Work required ▸
From the line that contains "find the bird's foot;" down to the last line of the data below, restate every line word for word, skipping any images.

╭─ Rows

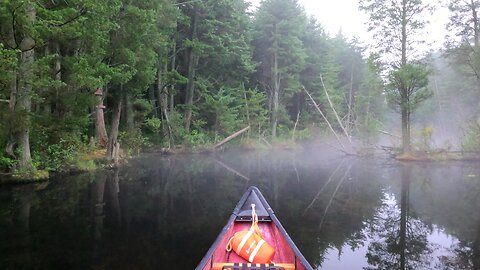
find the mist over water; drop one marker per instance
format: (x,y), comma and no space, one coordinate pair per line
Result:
(165,212)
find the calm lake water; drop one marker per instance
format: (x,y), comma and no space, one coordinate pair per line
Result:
(165,212)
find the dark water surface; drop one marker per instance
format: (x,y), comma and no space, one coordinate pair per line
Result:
(165,212)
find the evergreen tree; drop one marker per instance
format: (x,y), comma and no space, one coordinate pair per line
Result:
(396,24)
(279,26)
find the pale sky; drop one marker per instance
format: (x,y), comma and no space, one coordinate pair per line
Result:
(334,15)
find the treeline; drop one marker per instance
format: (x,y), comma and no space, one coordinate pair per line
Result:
(83,74)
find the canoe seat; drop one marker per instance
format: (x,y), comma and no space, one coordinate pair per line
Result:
(253,266)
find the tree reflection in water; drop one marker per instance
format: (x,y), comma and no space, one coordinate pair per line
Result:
(399,240)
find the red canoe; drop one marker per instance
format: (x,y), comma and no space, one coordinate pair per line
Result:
(287,256)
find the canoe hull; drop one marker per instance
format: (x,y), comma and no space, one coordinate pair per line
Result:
(286,253)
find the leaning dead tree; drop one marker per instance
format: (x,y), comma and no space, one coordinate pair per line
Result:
(326,120)
(335,112)
(231,137)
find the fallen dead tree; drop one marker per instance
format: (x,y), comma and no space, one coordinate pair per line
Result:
(231,137)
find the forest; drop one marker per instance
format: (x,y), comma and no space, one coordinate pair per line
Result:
(87,78)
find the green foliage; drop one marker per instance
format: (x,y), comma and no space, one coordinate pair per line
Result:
(58,156)
(407,86)
(153,124)
(197,139)
(133,140)
(471,140)
(7,162)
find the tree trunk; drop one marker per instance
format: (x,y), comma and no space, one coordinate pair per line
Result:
(404,216)
(276,87)
(100,130)
(112,152)
(192,59)
(24,100)
(129,114)
(476,30)
(405,128)
(405,108)
(172,87)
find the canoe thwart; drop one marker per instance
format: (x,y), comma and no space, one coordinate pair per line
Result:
(253,266)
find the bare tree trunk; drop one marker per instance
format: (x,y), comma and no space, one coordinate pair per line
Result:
(247,111)
(172,88)
(129,115)
(335,112)
(192,59)
(276,87)
(476,29)
(350,102)
(295,126)
(24,100)
(112,149)
(231,137)
(100,130)
(325,118)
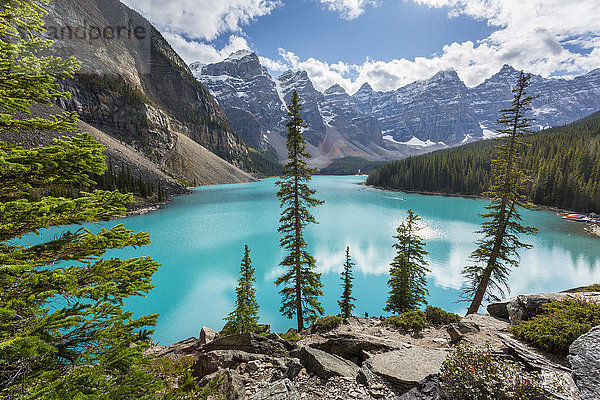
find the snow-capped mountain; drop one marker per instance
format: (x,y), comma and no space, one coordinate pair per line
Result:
(435,110)
(422,116)
(310,98)
(559,101)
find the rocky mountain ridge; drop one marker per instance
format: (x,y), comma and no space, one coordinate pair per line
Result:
(422,116)
(134,87)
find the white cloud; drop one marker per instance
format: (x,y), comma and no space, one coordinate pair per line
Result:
(538,36)
(202,19)
(192,51)
(348,9)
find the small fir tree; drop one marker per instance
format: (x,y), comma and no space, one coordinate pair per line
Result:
(498,250)
(245,316)
(345,302)
(301,284)
(408,286)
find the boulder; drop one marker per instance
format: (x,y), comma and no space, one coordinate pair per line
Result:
(525,307)
(405,368)
(428,389)
(186,347)
(212,361)
(457,330)
(325,365)
(251,343)
(355,346)
(207,335)
(231,388)
(584,356)
(280,390)
(498,309)
(365,377)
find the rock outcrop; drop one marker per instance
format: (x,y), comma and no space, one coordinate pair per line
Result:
(325,365)
(134,87)
(584,356)
(363,359)
(525,307)
(406,368)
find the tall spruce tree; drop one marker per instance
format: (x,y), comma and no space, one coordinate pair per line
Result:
(302,285)
(498,249)
(345,302)
(408,286)
(63,330)
(245,316)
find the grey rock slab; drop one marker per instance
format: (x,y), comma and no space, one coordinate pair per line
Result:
(584,356)
(251,343)
(407,367)
(325,365)
(280,390)
(212,361)
(428,389)
(207,335)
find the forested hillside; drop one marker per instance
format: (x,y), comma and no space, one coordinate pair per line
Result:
(564,163)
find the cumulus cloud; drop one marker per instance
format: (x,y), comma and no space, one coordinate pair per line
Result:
(544,37)
(192,51)
(202,19)
(348,9)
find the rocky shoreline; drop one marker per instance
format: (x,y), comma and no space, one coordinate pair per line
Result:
(364,359)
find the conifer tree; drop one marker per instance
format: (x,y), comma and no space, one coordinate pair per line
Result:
(63,330)
(408,286)
(302,285)
(498,249)
(345,302)
(245,316)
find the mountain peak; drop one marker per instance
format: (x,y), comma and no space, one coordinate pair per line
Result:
(238,55)
(335,89)
(366,88)
(449,74)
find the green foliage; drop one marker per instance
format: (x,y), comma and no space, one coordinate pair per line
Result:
(351,166)
(26,75)
(470,373)
(559,324)
(497,251)
(291,336)
(301,284)
(565,162)
(345,302)
(410,321)
(63,330)
(325,324)
(592,288)
(408,286)
(264,165)
(437,316)
(245,316)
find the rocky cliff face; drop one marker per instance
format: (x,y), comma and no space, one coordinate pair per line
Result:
(340,111)
(310,99)
(133,86)
(560,101)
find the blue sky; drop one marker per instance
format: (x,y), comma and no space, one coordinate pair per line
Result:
(388,43)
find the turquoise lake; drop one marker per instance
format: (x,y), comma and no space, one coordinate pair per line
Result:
(199,240)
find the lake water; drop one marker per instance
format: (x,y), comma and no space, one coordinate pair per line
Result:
(199,240)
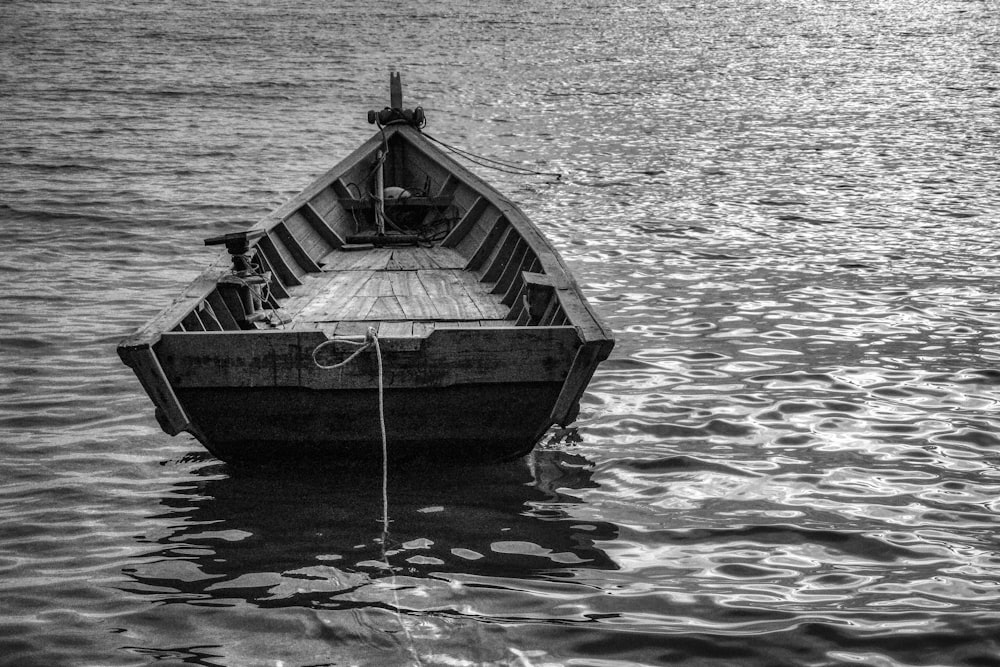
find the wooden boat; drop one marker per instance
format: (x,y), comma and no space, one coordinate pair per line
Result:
(484,338)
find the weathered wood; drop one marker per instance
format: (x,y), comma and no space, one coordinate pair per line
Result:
(447,357)
(494,237)
(222,310)
(491,315)
(275,285)
(501,255)
(169,411)
(298,252)
(465,223)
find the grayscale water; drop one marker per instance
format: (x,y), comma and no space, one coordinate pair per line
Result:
(786,210)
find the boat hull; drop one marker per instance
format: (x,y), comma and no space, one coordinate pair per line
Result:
(479,423)
(471,329)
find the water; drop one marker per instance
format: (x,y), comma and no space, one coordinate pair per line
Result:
(786,210)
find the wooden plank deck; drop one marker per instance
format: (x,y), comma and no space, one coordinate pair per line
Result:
(393,284)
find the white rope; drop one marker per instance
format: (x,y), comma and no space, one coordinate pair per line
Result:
(371,341)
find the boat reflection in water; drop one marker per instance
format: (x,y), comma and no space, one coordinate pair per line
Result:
(302,536)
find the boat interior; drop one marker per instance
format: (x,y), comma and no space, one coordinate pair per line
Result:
(398,237)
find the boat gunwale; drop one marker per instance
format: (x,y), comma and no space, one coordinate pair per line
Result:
(579,311)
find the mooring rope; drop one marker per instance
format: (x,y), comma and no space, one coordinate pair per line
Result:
(371,341)
(492,163)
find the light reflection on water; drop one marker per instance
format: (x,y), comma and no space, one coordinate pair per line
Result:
(784,209)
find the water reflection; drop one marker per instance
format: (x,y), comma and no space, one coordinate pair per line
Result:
(294,536)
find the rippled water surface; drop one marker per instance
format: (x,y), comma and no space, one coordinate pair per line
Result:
(786,210)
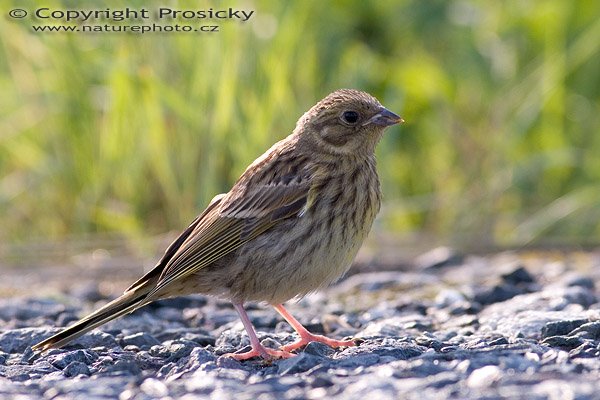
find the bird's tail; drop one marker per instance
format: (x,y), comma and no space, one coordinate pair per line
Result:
(128,302)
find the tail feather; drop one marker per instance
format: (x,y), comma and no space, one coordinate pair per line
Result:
(128,302)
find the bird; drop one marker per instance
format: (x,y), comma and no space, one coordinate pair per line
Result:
(291,224)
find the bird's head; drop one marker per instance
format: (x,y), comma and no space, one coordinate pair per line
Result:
(346,122)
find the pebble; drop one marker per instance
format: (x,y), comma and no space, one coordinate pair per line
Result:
(517,332)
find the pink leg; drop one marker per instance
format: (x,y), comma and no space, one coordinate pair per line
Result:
(258,350)
(305,336)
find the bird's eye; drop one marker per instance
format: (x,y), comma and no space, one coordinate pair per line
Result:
(350,117)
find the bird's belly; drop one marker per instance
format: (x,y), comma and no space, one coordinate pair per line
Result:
(296,258)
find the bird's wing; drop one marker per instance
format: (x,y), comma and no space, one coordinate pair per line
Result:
(156,272)
(240,217)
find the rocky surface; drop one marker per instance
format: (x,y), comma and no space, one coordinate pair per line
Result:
(503,326)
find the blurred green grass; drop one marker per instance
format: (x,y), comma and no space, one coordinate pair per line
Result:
(134,134)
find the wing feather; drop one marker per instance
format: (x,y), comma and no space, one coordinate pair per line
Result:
(241,216)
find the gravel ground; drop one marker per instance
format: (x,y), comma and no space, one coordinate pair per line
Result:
(501,326)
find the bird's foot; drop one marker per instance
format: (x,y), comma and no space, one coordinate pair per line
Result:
(309,337)
(261,351)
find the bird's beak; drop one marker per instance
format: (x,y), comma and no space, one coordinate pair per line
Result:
(384,118)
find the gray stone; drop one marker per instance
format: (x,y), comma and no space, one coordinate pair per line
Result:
(76,368)
(141,340)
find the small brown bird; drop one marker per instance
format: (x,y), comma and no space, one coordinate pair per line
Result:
(292,223)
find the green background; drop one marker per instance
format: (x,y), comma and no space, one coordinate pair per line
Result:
(133,134)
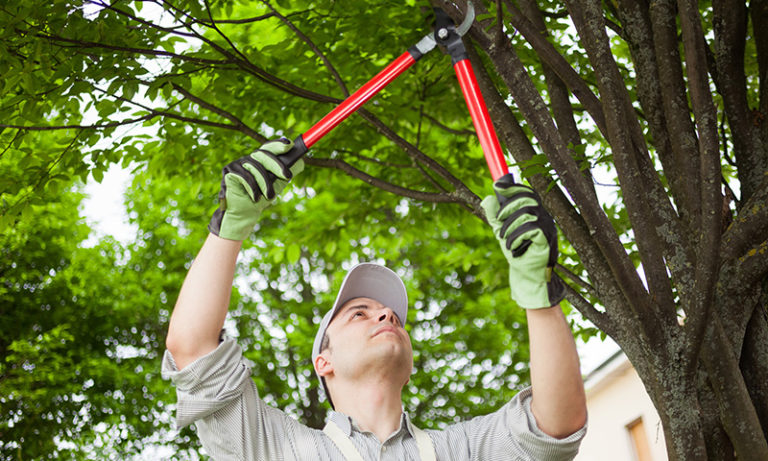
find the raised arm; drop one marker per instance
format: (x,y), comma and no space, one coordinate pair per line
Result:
(559,403)
(528,239)
(203,302)
(246,188)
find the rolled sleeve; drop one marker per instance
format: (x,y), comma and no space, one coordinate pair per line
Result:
(208,384)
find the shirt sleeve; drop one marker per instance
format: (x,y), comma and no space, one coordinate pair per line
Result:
(511,433)
(216,392)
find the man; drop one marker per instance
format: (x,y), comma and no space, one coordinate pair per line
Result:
(362,354)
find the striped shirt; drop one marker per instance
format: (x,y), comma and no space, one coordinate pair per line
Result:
(216,392)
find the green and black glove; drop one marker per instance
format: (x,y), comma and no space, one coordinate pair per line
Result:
(528,238)
(247,187)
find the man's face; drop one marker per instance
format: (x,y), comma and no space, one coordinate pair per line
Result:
(366,336)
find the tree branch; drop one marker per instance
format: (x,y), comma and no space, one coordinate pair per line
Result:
(217,110)
(313,47)
(623,129)
(748,228)
(706,123)
(383,185)
(677,119)
(549,55)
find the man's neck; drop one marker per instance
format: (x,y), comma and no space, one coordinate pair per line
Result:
(375,408)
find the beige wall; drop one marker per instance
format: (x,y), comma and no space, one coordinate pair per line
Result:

╰─

The answer ▸
find the bird's foot; drop one marker per instance
format: (x,y), comma and no space, one coordinate pair per line
Result:
(309,337)
(261,351)
find the bird's beak; drop one marker per instance
format: (x,y), comma and no space, one coordinate pair per line
Result:
(384,118)
find the gray stone; drop one marker per instance
format: (x,y), comma and no space, one coordinate pair per line
Result:
(76,368)
(141,340)
find the small brown bird; drop one marker per instance
format: (x,y), comma and no space, one coordinate pair per line
Result:
(292,223)
find the green background; drop one marker per instance
format: (x,y), comma and no space, one coordinate pair per line
Result:
(133,134)
find the raised arm; drop one marker per instance
format: (x,y), comma and no space, one coordinate pair per line
Result:
(559,403)
(528,239)
(203,302)
(246,188)
find the rolled sleeve; drop one marker per instance
format: (x,y), comma and no space, one coordinate pair per line
Result:
(208,384)
find the shirt sleeve; drop one marker per instance
format: (x,y), comma and no space, one coordinate pair per line
Result:
(511,433)
(216,392)
find the man; drop one marker per instance
format: (x,y), comma and no space, one coordinate pair per line
Result:
(362,354)
find the striped shirt; drop one marker per instance
format: (x,y), comma and no space, one coordinate pair per line
Result:
(216,392)
find the green and black glove; drop one marker per instance
format: (x,y), comma and no space, one coordinate pair per line
Result:
(528,238)
(247,187)
find the man's face; drop one marker per instance
format: (x,y), comma and no space, one coordinate pair per line
Result:
(366,336)
find the tree branch; drop one marker per instance
format: (x,y), comma and no space, one coordinate pair per line
Result:
(217,110)
(313,47)
(623,129)
(748,228)
(706,123)
(383,185)
(677,119)
(549,55)
find the man's neck; drop one marker per instance
format: (x,y), comma and no space, one coordinate pair per line
Result:
(375,408)
find the beige wall; drop one marker per instance
format: (x,y), comma and no space, one coordinate pair per line
Result:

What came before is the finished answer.